> [What to work on]:
Look through the entries below for the line that contains "Where can you spot the sunlit", then set down that line and each one after it exactly, through the last.
====
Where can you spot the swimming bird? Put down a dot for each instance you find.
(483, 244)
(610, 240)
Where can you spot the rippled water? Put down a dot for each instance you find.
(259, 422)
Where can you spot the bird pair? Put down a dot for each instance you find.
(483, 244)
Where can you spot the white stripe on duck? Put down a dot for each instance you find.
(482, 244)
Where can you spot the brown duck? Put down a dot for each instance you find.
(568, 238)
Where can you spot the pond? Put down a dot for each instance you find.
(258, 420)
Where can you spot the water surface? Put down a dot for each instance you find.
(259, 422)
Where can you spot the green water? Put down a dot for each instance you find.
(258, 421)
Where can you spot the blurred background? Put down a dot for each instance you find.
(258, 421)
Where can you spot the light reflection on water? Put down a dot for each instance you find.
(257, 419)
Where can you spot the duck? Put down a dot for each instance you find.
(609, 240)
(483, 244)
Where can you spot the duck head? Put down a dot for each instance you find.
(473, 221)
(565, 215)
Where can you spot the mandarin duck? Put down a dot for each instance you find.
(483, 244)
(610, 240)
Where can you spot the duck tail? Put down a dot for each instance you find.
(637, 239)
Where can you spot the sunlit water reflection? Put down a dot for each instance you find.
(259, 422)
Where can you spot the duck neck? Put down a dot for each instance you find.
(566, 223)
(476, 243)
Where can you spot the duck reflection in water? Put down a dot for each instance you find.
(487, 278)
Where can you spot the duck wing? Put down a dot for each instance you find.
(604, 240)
====
> [Solution to this problem]:
Where can you spot the sunlit water reflection? Put down a dot for each instance you find.
(259, 422)
Where can you spot the duck neck? Put down a dot for each instance you find.
(566, 223)
(476, 243)
Where can you spot the duck reflection in water? Put down a dot for each instance you find.
(487, 278)
Where can you spot the duck wing? Put down a dot for each instance you find.
(604, 240)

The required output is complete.